## To do
Determine how many lines of the material below contain "positive". Report only that figure.

## Given data
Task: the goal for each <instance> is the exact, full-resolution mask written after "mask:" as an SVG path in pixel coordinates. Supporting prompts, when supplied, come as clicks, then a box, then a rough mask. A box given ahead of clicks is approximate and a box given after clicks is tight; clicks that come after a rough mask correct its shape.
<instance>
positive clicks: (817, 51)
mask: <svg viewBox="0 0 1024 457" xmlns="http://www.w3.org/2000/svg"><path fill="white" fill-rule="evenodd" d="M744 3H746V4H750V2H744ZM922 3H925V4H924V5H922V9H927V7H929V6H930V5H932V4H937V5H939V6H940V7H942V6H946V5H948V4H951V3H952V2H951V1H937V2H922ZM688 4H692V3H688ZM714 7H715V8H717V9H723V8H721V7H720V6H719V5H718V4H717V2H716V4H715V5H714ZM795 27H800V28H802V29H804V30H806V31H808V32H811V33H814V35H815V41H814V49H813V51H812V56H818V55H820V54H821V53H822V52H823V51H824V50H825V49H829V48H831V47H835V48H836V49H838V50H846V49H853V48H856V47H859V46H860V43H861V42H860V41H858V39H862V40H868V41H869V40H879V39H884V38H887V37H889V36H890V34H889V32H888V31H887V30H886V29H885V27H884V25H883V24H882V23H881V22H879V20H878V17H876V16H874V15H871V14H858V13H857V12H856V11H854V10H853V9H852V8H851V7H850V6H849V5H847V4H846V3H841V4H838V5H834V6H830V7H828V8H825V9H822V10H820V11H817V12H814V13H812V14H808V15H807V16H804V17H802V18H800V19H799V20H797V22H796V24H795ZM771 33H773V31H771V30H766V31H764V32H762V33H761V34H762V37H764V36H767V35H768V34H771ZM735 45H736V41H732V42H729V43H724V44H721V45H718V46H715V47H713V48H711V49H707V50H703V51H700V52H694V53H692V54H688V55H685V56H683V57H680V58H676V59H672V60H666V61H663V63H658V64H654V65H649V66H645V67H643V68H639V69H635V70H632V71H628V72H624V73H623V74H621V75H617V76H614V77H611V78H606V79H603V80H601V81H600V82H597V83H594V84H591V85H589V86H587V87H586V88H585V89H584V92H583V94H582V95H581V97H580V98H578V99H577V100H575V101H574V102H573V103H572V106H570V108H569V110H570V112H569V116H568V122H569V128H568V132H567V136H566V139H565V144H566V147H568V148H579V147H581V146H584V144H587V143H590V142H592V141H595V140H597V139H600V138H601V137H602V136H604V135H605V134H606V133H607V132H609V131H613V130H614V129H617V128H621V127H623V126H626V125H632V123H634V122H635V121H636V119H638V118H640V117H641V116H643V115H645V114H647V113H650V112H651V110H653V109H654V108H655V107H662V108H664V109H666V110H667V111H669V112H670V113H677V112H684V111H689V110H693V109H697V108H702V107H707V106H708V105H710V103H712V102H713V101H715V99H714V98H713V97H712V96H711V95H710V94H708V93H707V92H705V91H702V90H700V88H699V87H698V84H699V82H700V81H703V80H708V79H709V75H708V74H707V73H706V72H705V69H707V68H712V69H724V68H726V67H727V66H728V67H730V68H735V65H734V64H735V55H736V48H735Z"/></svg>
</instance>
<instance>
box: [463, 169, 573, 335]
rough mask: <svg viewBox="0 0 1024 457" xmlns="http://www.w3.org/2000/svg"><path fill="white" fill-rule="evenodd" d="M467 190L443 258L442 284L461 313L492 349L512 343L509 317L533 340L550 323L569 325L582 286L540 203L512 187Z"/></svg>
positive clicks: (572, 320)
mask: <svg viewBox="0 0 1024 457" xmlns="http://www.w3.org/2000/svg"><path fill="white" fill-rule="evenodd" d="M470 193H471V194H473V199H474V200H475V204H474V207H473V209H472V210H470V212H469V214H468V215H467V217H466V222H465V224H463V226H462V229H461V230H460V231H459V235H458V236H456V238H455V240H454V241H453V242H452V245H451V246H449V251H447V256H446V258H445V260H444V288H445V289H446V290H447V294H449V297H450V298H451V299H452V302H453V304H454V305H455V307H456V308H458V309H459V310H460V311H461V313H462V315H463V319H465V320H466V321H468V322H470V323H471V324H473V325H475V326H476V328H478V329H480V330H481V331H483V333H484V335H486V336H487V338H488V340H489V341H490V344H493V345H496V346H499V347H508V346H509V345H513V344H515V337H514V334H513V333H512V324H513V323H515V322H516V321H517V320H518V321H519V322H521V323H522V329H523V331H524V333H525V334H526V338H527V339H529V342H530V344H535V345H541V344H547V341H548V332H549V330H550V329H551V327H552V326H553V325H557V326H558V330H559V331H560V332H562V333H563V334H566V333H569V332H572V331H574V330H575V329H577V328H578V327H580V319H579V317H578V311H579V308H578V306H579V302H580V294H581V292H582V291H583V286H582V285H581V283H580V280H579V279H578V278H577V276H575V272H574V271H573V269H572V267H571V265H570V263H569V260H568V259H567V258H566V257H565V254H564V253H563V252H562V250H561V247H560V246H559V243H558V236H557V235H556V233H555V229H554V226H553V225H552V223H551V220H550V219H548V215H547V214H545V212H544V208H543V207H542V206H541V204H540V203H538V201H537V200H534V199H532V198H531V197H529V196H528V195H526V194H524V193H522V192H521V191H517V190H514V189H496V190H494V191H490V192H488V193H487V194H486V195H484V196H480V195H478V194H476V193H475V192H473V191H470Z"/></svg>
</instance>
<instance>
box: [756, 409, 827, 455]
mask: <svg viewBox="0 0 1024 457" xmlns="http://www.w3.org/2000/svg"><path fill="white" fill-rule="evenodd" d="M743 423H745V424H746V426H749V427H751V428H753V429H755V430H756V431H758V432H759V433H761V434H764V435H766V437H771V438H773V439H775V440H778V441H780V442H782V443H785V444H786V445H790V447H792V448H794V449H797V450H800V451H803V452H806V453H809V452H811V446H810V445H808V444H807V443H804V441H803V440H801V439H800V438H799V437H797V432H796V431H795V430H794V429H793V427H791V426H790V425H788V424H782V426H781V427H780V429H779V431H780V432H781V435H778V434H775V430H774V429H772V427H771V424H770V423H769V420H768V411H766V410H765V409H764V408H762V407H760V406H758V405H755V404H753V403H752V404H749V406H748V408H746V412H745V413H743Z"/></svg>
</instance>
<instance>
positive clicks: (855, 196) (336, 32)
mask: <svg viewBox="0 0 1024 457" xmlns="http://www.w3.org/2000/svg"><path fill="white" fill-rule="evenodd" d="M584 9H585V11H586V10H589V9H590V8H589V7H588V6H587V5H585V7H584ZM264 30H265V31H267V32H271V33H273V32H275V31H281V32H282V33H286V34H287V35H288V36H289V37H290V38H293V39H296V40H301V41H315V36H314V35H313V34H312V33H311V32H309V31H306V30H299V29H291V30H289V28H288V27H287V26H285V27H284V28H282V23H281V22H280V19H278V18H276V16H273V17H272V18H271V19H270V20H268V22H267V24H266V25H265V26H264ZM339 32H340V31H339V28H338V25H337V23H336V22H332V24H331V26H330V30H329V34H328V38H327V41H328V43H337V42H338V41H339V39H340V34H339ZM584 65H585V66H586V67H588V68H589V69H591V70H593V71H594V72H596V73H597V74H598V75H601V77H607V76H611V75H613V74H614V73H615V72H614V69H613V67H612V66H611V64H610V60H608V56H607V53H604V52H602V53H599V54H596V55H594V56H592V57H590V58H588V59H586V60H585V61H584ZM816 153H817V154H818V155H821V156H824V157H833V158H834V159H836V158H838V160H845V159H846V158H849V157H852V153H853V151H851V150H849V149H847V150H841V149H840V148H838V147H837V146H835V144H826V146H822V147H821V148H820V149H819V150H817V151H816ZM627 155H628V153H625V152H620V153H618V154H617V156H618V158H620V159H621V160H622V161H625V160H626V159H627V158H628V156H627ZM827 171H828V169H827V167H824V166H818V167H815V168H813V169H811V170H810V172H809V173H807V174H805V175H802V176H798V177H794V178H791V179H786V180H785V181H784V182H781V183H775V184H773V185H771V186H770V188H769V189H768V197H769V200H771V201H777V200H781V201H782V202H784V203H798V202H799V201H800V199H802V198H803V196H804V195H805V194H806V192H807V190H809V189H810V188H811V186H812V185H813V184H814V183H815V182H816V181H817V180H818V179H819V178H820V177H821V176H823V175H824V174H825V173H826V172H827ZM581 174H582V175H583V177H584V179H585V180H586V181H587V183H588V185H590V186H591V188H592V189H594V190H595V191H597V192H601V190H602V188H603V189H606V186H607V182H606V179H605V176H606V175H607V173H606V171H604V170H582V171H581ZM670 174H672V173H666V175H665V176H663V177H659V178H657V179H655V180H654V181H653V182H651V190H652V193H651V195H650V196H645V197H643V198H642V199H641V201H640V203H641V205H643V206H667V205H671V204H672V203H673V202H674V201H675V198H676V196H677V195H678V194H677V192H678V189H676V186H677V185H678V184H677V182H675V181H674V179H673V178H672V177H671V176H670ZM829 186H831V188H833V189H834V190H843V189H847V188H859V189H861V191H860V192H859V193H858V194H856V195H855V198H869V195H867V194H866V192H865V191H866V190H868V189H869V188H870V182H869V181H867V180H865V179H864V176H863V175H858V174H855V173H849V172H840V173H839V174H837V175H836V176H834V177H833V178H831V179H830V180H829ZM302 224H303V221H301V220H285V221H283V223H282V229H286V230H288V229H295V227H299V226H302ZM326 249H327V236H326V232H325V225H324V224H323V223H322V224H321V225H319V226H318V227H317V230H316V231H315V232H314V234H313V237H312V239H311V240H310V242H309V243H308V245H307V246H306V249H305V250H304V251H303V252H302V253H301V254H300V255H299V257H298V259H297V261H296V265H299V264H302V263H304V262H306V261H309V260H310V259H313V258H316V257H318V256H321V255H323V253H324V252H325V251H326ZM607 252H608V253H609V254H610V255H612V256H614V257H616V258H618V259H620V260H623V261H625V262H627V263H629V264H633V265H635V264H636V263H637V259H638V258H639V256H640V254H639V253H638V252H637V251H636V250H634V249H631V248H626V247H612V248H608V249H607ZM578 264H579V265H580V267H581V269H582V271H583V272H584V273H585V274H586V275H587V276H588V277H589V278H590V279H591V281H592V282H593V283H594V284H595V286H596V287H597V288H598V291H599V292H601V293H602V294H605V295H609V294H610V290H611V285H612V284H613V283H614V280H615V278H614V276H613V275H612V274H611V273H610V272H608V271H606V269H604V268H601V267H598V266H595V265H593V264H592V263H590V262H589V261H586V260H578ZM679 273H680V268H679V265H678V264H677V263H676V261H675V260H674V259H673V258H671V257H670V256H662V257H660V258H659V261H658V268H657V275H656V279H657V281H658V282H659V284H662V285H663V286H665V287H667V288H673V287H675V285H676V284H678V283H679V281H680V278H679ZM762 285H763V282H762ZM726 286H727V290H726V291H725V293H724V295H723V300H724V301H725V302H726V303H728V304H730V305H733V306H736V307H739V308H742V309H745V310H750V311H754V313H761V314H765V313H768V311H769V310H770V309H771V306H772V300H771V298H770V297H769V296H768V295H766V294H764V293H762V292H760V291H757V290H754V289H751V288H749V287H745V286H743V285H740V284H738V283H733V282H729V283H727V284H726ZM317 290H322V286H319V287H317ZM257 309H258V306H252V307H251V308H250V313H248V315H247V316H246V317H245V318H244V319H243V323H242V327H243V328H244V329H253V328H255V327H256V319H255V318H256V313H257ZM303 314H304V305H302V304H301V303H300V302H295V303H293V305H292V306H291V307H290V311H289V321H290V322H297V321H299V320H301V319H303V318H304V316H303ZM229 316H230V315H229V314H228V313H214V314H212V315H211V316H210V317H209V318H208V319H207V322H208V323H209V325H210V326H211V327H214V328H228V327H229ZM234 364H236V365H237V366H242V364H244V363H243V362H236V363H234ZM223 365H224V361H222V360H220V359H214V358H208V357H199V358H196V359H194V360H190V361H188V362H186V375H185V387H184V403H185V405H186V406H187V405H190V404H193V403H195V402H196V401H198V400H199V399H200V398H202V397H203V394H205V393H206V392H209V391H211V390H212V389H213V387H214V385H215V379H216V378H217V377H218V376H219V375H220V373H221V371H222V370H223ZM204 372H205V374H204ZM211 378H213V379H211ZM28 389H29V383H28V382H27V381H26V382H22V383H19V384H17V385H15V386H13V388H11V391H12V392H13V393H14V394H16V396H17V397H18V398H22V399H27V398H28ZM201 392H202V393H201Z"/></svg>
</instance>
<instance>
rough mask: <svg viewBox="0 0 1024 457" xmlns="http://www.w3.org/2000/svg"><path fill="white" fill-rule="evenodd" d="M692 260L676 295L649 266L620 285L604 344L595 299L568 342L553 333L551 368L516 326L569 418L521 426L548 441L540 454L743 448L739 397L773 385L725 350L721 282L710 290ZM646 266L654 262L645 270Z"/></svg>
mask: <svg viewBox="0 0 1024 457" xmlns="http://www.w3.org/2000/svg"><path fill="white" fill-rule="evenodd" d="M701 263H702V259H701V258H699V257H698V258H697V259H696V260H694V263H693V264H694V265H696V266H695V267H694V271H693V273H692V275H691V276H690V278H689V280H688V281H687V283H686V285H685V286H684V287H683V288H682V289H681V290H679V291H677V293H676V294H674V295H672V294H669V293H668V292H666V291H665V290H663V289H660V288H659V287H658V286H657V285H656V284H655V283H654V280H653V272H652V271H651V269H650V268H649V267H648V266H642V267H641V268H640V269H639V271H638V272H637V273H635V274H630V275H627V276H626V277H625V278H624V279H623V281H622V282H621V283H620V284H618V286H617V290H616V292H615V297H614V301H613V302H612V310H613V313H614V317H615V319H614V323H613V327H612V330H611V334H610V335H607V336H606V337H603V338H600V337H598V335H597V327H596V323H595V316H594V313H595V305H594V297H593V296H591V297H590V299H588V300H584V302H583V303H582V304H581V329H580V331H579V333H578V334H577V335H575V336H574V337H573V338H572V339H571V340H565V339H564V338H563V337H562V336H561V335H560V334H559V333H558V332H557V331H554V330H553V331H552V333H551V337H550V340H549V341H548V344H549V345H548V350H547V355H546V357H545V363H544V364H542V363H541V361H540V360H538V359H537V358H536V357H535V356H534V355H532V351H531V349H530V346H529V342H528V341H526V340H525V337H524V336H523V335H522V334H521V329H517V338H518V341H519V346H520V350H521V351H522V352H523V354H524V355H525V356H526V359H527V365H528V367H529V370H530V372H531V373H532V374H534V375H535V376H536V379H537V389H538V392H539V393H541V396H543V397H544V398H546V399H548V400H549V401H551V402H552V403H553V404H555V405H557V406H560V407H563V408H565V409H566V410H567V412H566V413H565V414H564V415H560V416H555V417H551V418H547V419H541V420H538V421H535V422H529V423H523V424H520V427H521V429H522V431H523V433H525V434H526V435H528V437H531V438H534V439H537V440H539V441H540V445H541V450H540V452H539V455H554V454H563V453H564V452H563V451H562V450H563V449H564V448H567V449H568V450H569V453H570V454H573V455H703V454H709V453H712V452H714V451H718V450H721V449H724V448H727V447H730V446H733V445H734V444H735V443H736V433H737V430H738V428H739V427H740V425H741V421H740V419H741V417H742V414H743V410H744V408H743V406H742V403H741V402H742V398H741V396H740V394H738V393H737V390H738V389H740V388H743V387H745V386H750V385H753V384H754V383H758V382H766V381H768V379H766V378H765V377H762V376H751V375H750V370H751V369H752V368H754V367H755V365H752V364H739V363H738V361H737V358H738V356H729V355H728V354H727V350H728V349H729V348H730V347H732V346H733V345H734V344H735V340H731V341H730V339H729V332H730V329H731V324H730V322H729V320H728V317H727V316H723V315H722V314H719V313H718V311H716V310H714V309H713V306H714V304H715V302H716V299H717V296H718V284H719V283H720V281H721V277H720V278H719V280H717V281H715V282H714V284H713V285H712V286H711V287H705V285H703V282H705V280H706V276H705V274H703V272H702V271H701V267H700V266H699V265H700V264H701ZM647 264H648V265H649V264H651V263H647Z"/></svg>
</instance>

## Worked solution
3